Task instructions ▸
A. Reproduce the passage of the HPC virtual environments post starting with "Table of Contents" and going on through "tutorial on YouTube)".
B. Answer these questions using the HPC virtual environments post:
(i) What version of NumPy does the sample terminal output report as successfully installed?
(ii) When the system cannot write to the global library, into which folder does it usually install packages?
(iii) In the analogy, what is System Python compared to?
C. Continue the HPC virtual environments post from its last sentence.

Text to read ▸
* * *

[HPC 101] Virtual Environments: How to Build Your Own Workspace
Published:
It looks like it worked. But you just created a hidden mess.
Welcome back to the HPC 101 series.
In the previous post, we learned how to transfer data. Now, you are ready to run your Python code. You log in, type pip install numpy, and hit Enter.
Unlike the old days, you might not see a “Permission Denied” error. Instead, you see this:
[user123@compute-node-01 ~]$ pip install numpy
Defaulting to user installation because normal site-packages is not writeable
Collecting numpy
Using cached numpy-2.3.5...
Installing collected packages: numpy
Successfully installed numpy-2.3.5
It says “Successfully installed”. So everything is fine, right?
No. You just fell into the “User Install” trap.
Today, we will learn why this “automatic” installation is dangerous in HPC and how to build a proper “Private Laboratory” using Virtual Environments.
Table of Contents
- 1. The Trap: The “Backpack” Problem
- 2. The Solution: Your Private Lunchbox
- 3. Choose Your Tool: Conda vs. Venv
- 4. Let’s Build Your Environment
- 5. Maintenance: Cleaning the Trash (Cache)
- 6. Summary & Cheatsheet
(Click the image to watch the tutorial on YouTube)
> 1. The Trap: The “Backpack” Problem
When the system notices you cannot write to the global library, it quietly installs packages into your hidden home folder (usually ~/.local/lib/python3.x/site-packages).
Let’s use an analogy.
- System Python: This is the Restaurant Kitchen Pantry. It has standard ingredients. You are not allowed to touch it.
- User Install (
pip install): This is your Backpack. Since you can’t use the pantry, you stuff ingredients into your backpack. - Virtual Environment: This is a Separate Lunchbox.
Why is the Backpack (User Install) bad?
No Isolation (Dependency Hell):
Project A needs NumPy 1.20 and Project B needs NumPy 2.0. If you put them both in your backpack, they get squashed together. You broke Project A to fix Project B.
> 2. The Solution: Your Private Lunchbox
Instead of stuffing everything into one backpack, you should use Virtual Environments.
Think of a Virtual Environment as your own private lunchbox.
- Isolation: You create a “Project A Box” and a “Project B Box”. They never touch each other.
- Safety: Even if you mess up the installation in one box, you just throw that box away. Your other projects are safe.
In HPC, using environments is not just “good practice”. It is the only way to survive.
> 3. Choose Your Tool: Conda vs. Venv
There are two main tools for creating environments: Conda and Venv. Which one should you use?
What is it? A cross-platform package manager that installs Python packages and external libraries (C, C++, CUDA).

* * *

Recorded data ▸
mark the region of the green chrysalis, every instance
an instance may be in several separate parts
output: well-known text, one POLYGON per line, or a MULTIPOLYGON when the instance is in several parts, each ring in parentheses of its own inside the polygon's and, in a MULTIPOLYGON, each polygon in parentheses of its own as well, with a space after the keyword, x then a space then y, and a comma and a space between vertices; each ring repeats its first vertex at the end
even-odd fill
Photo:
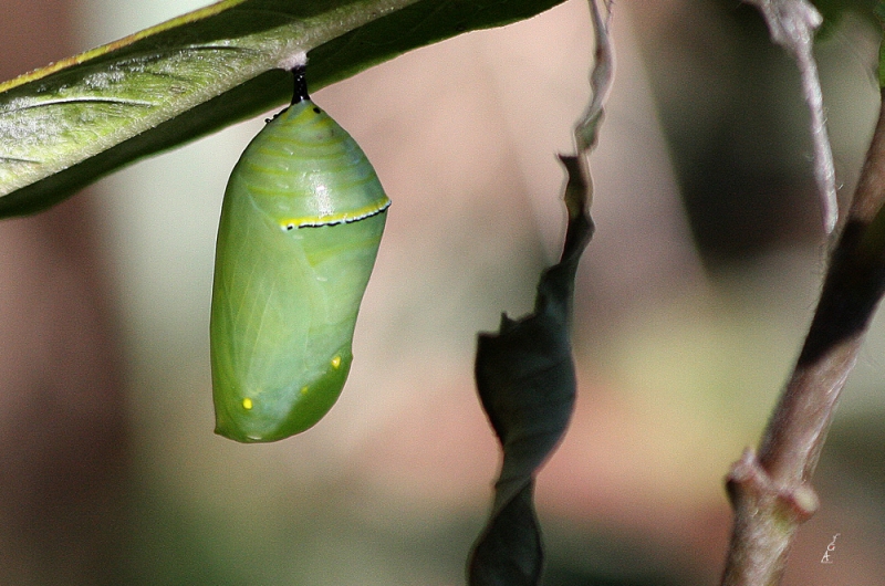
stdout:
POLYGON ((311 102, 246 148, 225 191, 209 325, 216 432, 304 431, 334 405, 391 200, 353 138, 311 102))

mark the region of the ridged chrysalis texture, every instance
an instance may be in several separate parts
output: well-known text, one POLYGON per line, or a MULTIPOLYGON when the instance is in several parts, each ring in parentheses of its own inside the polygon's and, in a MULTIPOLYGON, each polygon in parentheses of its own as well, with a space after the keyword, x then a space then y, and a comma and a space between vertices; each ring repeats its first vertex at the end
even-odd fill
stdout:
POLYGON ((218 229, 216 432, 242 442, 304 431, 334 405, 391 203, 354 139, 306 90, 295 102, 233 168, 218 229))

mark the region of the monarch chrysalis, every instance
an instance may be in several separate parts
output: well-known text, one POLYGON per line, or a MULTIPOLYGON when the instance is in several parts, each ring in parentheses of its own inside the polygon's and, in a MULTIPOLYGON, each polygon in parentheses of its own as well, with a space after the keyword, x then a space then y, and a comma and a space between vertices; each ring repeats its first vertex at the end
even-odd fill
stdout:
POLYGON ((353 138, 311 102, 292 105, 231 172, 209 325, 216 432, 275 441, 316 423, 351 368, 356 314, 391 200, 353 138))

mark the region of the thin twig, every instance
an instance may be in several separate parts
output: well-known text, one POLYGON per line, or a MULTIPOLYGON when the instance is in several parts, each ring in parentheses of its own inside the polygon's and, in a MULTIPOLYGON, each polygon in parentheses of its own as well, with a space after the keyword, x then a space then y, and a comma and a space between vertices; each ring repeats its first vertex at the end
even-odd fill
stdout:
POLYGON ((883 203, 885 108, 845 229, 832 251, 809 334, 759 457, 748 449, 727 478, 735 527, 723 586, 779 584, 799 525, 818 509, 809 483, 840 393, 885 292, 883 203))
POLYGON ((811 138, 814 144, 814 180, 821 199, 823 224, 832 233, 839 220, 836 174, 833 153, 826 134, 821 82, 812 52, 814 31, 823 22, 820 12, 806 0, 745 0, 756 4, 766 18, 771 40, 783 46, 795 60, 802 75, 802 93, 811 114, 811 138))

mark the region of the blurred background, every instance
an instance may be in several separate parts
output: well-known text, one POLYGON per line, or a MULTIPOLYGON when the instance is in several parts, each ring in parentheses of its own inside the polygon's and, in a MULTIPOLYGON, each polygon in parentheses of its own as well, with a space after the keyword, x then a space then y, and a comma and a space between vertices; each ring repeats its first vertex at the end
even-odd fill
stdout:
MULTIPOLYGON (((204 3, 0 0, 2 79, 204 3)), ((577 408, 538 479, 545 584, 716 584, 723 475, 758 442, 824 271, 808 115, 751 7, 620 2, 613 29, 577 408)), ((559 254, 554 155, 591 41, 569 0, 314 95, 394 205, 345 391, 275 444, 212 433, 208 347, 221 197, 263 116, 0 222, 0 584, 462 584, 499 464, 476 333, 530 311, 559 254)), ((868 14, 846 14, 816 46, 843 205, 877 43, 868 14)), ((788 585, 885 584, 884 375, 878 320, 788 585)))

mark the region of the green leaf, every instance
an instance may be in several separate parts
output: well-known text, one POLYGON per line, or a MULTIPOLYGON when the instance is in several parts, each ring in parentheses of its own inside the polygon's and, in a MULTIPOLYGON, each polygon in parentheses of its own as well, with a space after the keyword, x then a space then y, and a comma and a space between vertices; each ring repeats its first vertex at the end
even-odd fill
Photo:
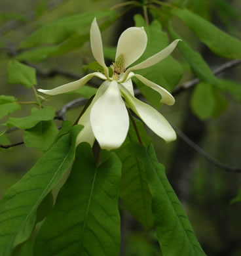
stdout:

* * *

Answers for the tasks ▸
A.
Table of Contents
- 1. The Trap: The “Backpack” Problem
- 2. The Solution: Your Private Lunchbox
- 3. Choose Your Tool: Conda vs. Venv
- 4. Let’s Build Your Environment
- 5. Maintenance: Cleaning the Trash (Cache)
- 6. Summary & Cheatsheet
(Click the image to watch the tutorial on YouTube)

B.
(i) 2.3.5
(ii) ~/.local/lib/python3.x/site-packages, in the hidden home folder
(iii) The Restaurant Kitchen Pantry

C.
Pros:
- Manages Python Versions: You can create an environment with Python 3.8 today and Python 3.12 tomorrow.
- Binary Dependencies: Handles complex libraries with GPU support (CUDA/cuDNN) automatically.
Cons:
- Heavy: It takes up more disk space than venv.
- Slow: Sometimes the "solver" takes a long time to resolve dependencies.
- Shell Pollution: Improper use of
conda initcan break your terminal (See Step 2).
Recommendation: Best choice for Science, Engineering, and AI/ML projects.
What is it? A built-in Python module that creates lightweight virtual environments.
Pros:
- Lightweight & Fast: Built into Python, creates environments instantly.
- Clean: Doesn't touch your shell configuration files.
Cons:
- Limited: Cannot install non-Python tools (like CUDA drivers) easily.
- Dependent: You are tied to the system's Python version (if system has Python 3.6, your venv is 3.6).
Recommendation: Good for simple Python scripts or pure software development.
> 4. Let’s Build Your Environment
Let’s get practical. Here is how you set up your environment.
Step 1: Create the Environment
# 1. Load the module
$ module load miniconda3
# 2. Create environment
$ conda create --name myenv python=3.13
# To store in your Lab's group directory to save space in Home
$ conda create --prefix /projects/myLAB/myCondaEnv python=3.13
# 1. Load the python module
$ module load python/3.13.10
# 2. Create environment
$ python3 -m venv /projects/myLAB/myenv
# To store in your Lab's group directory to save space in Home
$ python3 -m venv /projects/myLAB/myVenv
Step 2: Activate (The Safe Way)
WARNING: Do NOT run conda init
Many tutorials tell you to run conda init. In HPC, this is dangerous.
It modifies your .bashrc file to automatically activate the (base) environment every time you log in. This causes:
- Conflict with system modules (OpenMPI, GCC).
- Open OnDemand Failure: It may prevent Jupyter or RStudio sessions from starting.
If you already ran it, disable auto-activation:
$ conda config --set auto_activate_base false
Instead, use source activate <ENV> or the full path.
# The "HPC Safe" way (Recommended)
$ source activate /projects/myLAB/myCondaEnv
# OR if you are using module system properly:
$ conda activate /projects/myLAB/myCondaEnv
# Source the activate script
$ source /projects/myLAB/myVenv/bin/activate
Step 3: Install Packages
# Handles binary deps (CUDA, etc.) better
$ module load cuda/12.8
# Make sure to match the cuda version
(myCondaEnv) $ conda install -c conda-forge cupy cuda-version=12.8
(myCondaEnv) $ conda install numpy pandas
# Works in both Conda and Venv
(myVenv) $ pip install matplotlib huggingface-hub
Rule of Thumb:
Never run pip install unless you are inside an activated environment.
Step 4: Deactivate
# For conda
$ conda deactivate
# For venv
$ deactivate
> 5. Maintenance: Cleaning the Trash (Cache)
One day, you might see this error:
Disk quota exceeded.
You check your folder, and it seems small. Where did the space go?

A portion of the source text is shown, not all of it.